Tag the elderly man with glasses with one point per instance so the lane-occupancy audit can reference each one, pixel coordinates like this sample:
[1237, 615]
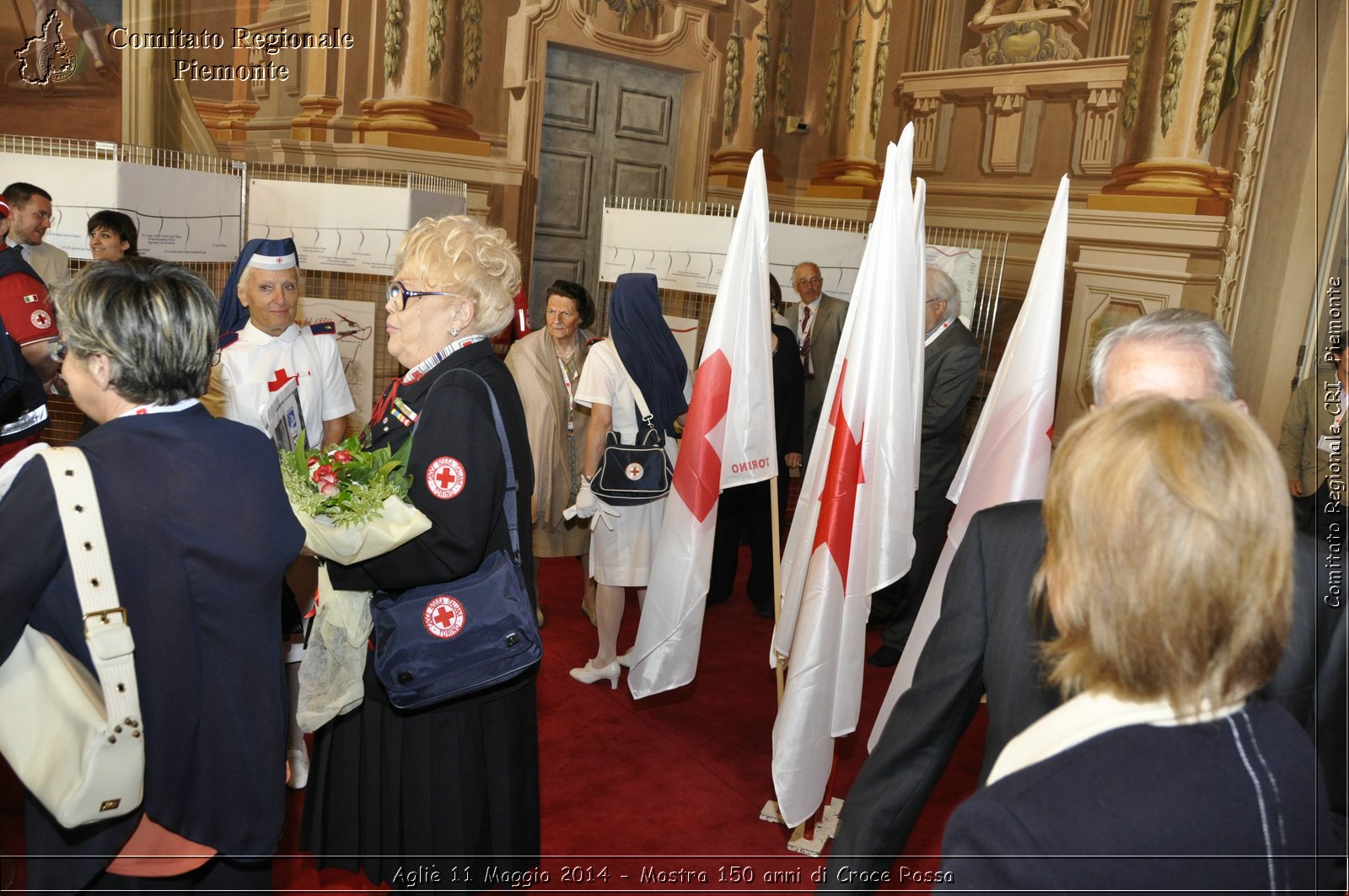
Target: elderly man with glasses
[950, 372]
[27, 328]
[31, 217]
[818, 323]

◇ ◇ ◇

**Task prompt:** Copy out every one of the rows above word for word, leaving the pictures out.

**Task result:**
Tag the elderly man with glasses with one point per instance so the lane-occupancy audit can reference each one, pixel coordinates like this sample:
[1237, 615]
Target: elderly man with glasses
[950, 372]
[27, 328]
[31, 217]
[818, 323]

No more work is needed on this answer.